— START Extract provided —

# Re-sizing images for the web



## Jon_Are (Aug 8, 2009)

I thought I had this figured out, now I'm ultra-frustrated.

It is my understanding that web images should be around 500-800 pixels in width and have a resolution of 72 ppi. 

Yes? No?

Here's my problem: I have images saved as JPEGs in Lightroom (which were processed from RAW images). If I open up an image to edit in CS4, here are the stats from the Image Size window:

Pixel Dimensions: 18.0M
Width: 2098 pixels
Height: 1499 pixels

Document Size:
Width: 8.742 inches
Height: 6.246 inches
Resolution: 240 pixels/inch

So, this is too large to post on the web and requires resizing.

When I change the resolution to 72 pixels/inch, this changes my width to 629 pixels and my height to 450 pixels.

So, I click OK and the image looks horribly jagged.

I'm at a loss as to why this is. Could it be that, as a JPEG, I've opened and re-opened it too many times (although I don't think this is the case)?

Does it have anything to do with 16 bit vs. 8 bit? I'm certain that I saved it as 8 bit, but now, when I re-open and click Image>Mode, 16 bit is checked.

Any thoughts?

Thanks!

Jon


----------



## UUilliam (Aug 8, 2009)

no need to lower resolution
resolution is for printing, just change the Width and height...


----------



## Josh66 (Aug 8, 2009)

I just do mine 800 on the long side, with whatever resolution is the default in Lightroom.


----------



## Andrew Sun (Aug 8, 2009)

UUilliam said:


> no need to lower resolution
> resolution is for printing, just change the Width and height...


Yeap this. If it's just for screen viewing, 300 or 72 dpi doesn't matter.


----------



## Opher (Aug 8, 2009)

I just take my horribly large photos and resize them with the gimp.
GIMP - The GNU Image Manipulation Program

It is free; I mostly just use it to resize individual images for the web.


----------



## Jon_Are (Aug 8, 2009)

Thanks, guys; that makes it easier.

Can you re-size in LR, or must I go into PS?

Jon


----------



## Jon_Are (Aug 8, 2009)

— END Extract provided —
— START Dataset content —

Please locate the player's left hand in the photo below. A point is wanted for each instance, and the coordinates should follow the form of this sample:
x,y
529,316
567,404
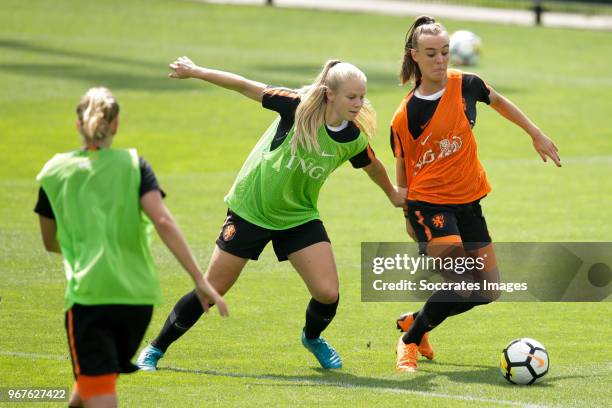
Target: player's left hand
x,y
546,148
398,197
182,68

— END Dataset content —

In the forum thread about resizing images for the web, what resolution did the Image Size window show when the JPEG was first opened in CS4?

> _Solution for this exercise_: 240 pixels/inch.